_Written request_
Copy the material below word for word, line by line, and leave out the pictures.
----
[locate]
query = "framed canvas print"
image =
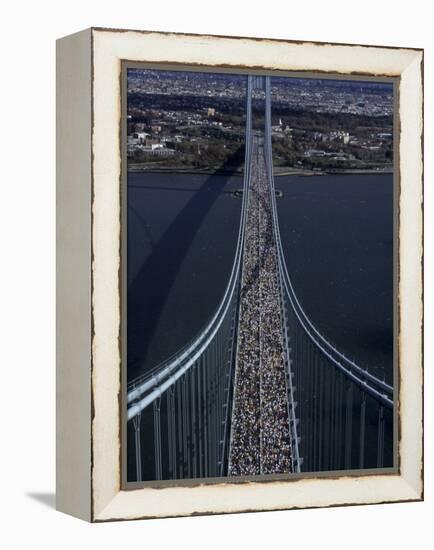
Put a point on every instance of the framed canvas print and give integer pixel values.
(239, 305)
----
_Worked answer_
[locate]
query = "framed canvas print"
image =
Put a point on every instance of the framed canvas print and give integer pixel values.
(239, 305)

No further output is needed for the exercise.